### Text section
= = =
The study mentioned also had consumption increasing by over 40%, which has not happened in any state, and overall the research data has been debunked by Stats.org the premier body for statistical analysis. The CDC report was so bad that Forbes did an article about it. 
Moving toward full privatization of wine and liquor sales in Pennsylvania would replace skilled jobs that provide financial security for thousands of families with a much smaller number of minimum-wage cashier jobs that don't protect public safety, improve customer service, or support families. 

Currently State Stores are never checked for age compliance by the BLCE, but every licensed establishment is. A number of private stores selling beer and wine have 100% carding policy; the State Stores do not. Everybody that serves alcohol in a licensed establishment has to be RAMP certified; State Store clerks do not. 
Being a clerk in a liquor store is not a skilled job, but as already mentioned, employment in the industry tripled the the last places that fully privatized. Not a guarantee it will happen here but a good indicator. Keep screwing around with these "ass-backwards" measures (as Senator McIlhinney pungently put it) that only complicate the mess further, and things probably won't go as well.
This blind leap toward full privatization of wine and liquor sales comes without an examination of the public health and safety impacts, no evaluation of whether Pennsylvania consumers believe full privatization is necessary or desirable in the wake of recent consumer-friendly improvements, and with no accounting of what privatization will cost Pennsylvania workers and taxpayers. 
The citizens have never wanted the State Stores. In poll after poll, privatization or private retail has always won out. After over 40 years of the same result, do you really think the citizens will change their minds? The recent improvements simply show that full privatization is desirable. People want convenience that the PLCB can't provide. They want better pricing that the stores can't give them because they have to buy from the PLCB. They want the selection they see at stores on our borders - stores that stock more than the entire state has on the shelf.
= = =
### Stated goal 1
Convert the entries, from the one containing "Practice step: label each instance of the brick wall" through the end of the entries, into a two-column CSV with the headers label_request and answer. Each row should hold one entry's request and its answer, each in a single quoted field with any line breaks replaced by spaces.
= = =
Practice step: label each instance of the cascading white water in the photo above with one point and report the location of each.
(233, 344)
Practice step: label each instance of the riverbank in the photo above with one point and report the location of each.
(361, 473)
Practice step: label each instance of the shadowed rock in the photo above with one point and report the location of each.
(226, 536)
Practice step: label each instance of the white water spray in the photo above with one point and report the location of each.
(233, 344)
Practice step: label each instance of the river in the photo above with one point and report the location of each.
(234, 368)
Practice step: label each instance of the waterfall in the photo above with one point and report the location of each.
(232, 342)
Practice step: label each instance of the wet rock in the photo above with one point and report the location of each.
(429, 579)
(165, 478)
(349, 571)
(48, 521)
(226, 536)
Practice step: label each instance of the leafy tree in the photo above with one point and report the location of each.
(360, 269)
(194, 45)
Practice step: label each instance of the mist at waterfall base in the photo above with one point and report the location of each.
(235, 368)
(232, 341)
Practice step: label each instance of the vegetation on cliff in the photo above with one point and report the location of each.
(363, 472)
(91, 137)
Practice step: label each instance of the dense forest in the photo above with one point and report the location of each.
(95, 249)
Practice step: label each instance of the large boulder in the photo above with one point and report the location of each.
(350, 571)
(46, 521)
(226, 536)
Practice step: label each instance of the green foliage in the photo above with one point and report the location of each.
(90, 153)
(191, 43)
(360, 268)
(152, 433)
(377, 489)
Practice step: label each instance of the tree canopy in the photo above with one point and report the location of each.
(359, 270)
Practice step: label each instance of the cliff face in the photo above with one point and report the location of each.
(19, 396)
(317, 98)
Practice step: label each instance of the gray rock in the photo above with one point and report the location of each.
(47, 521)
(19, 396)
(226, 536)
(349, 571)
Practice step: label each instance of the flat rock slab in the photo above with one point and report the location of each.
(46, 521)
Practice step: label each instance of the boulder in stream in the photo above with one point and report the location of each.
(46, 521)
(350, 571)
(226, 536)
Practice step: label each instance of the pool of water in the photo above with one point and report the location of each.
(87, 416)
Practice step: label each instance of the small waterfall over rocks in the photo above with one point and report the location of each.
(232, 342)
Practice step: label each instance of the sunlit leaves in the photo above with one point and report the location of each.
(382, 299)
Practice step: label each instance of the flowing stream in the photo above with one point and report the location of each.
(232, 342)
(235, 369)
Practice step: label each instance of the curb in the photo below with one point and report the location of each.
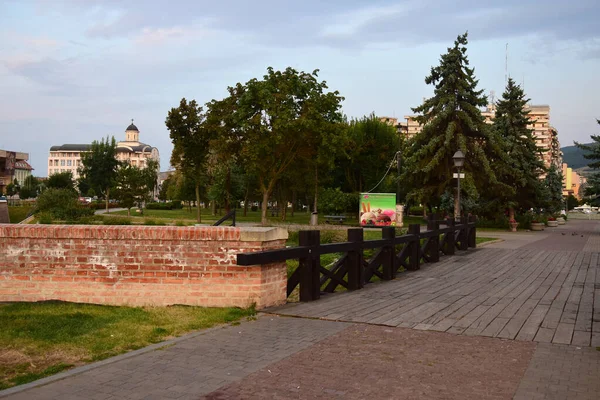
(85, 368)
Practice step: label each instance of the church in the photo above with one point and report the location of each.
(67, 157)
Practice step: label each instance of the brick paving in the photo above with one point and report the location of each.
(191, 367)
(375, 362)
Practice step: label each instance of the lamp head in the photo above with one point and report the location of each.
(459, 159)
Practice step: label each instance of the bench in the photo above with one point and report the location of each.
(332, 219)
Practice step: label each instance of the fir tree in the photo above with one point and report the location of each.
(522, 164)
(451, 121)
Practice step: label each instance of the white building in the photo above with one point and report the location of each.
(68, 156)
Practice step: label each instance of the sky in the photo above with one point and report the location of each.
(74, 71)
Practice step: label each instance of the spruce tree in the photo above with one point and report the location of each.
(451, 121)
(522, 164)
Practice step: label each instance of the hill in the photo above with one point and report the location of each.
(573, 156)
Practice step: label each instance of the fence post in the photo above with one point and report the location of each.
(473, 231)
(414, 255)
(389, 254)
(434, 242)
(464, 233)
(355, 260)
(310, 285)
(450, 242)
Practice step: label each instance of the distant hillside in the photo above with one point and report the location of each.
(573, 156)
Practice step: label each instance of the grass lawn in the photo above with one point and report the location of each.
(187, 217)
(41, 339)
(18, 214)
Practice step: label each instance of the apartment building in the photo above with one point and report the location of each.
(67, 157)
(545, 135)
(13, 164)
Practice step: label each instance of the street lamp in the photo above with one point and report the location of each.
(459, 161)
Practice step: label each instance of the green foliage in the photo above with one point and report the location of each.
(372, 145)
(451, 121)
(135, 185)
(553, 184)
(190, 137)
(99, 168)
(334, 201)
(62, 204)
(61, 180)
(520, 165)
(116, 221)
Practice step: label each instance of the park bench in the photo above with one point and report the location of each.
(332, 219)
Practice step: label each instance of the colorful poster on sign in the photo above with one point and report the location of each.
(377, 209)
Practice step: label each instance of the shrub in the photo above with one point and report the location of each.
(415, 211)
(62, 204)
(117, 221)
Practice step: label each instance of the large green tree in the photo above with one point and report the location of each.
(135, 185)
(277, 118)
(61, 180)
(191, 138)
(521, 164)
(100, 166)
(451, 121)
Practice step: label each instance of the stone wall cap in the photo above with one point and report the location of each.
(262, 234)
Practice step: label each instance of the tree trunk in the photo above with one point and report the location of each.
(264, 206)
(246, 201)
(198, 210)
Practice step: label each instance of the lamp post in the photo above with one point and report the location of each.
(459, 160)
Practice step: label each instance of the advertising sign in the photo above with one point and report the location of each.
(377, 209)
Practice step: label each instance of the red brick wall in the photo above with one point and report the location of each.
(138, 265)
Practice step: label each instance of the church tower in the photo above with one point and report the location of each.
(132, 133)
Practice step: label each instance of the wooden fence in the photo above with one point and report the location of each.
(390, 255)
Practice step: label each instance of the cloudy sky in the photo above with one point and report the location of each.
(73, 71)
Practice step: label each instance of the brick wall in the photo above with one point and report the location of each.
(139, 265)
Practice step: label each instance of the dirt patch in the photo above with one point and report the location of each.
(392, 363)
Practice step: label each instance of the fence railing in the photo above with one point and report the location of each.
(362, 260)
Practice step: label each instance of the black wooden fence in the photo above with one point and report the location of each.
(352, 270)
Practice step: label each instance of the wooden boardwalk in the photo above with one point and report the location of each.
(546, 290)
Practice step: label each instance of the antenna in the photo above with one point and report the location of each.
(506, 66)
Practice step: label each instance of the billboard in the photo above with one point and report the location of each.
(377, 209)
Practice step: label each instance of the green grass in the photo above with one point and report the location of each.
(18, 213)
(301, 218)
(41, 339)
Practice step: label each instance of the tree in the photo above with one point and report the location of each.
(62, 180)
(521, 166)
(100, 167)
(191, 140)
(451, 121)
(277, 116)
(135, 185)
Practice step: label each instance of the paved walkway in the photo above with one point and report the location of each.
(439, 333)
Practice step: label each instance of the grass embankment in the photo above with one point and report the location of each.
(187, 217)
(41, 339)
(18, 213)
= = =
### Stated goal 2
Carry on the text about privatizing wine and liquor sales in Pennsylvania from where it stops.

### Task response 1
label_request,answer
"Practice step: label each instance of the brick wall in the photo above with one point and report the location of each.","(139, 265)"
"Practice step: label each instance of the dirt patch in the photo above with one point and report the location of each.","(392, 363)"
"Practice step: label each instance of the fence railing in the photo above with one point and report the location of each.","(362, 260)"
"Practice step: label each instance of the black wooden fence in the photo above with one point and report the location of each.","(352, 270)"
"Practice step: label each instance of the wooden boardwalk in the photo above with one point and report the location of each.","(546, 290)"
"Practice step: label each instance of the antenna in the photo above with one point and report the location of each.","(506, 66)"
"Practice step: label each instance of the billboard in the photo above with one point and report the location of each.","(377, 209)"
"Practice step: label each instance of the green grass in the photo above with one point and report the location of each.","(18, 213) (301, 218) (41, 339)"
"Practice step: label each instance of the tree in the photo above with one point and report the location of each.","(62, 180) (521, 166) (100, 167) (191, 140) (451, 121) (277, 116) (135, 185)"
"Practice step: label each instance of the paved walkway in the photo above with one point and report the location of each.","(439, 333)"
"Practice step: label each instance of the grass embankment in the photo above with one point and report the location of each.","(187, 217) (41, 339) (18, 213)"

### Task response 2
Pennsylvania should be working to benefit and protect consumers and small businesses, not rigging the system to put one of the state's most important and lucrative assets in the pocket of a few huge corporations.
Since there are no small liquor store businesses now it seems that you are already rigging the system against them. Privatization can fix that. Who will get licenses and what type are up to you in the legislature. If you say only stores of 10,000 sq.ft., then guess what...only chains and big box stores will get licenses. If you allow specialty wine or liquor only licenses then you will see entrepreneurs opening that kind of shop or restaurant - something that PA doesn't have now.
The one size fits all thinking of the PLCB can't and shouldn't be applied. 
This isn't 1934 anymore. It's time to move forward, toward a license and regulation model that the majority of states use. Get out of retail and wholesale so the free market can do what it does best. Provide products based on the wants and needs of the consumer, not on what is allowed by the government.

Monday, May 1, 2017

Are Your Prices Variable Enough?

Just how much is the PLCB screwing us with "variable pricing"?

A good question, and one that the PLCB doesn't really want to answer. There is no sunshine at PLCB HQ; their mission is to hide as much as possible, keeping as much information away from the citizens as they can. And why? It's not like they have any competition to worry about, no business secrets to keep: no one else is in their business, they've made sure of that. They do it for one reason: to keep the owners — that's you, and I, and the Legislature — ignorant of what they're really doing; of how they're desperately shuffling prices and margins around to try to look "profitable."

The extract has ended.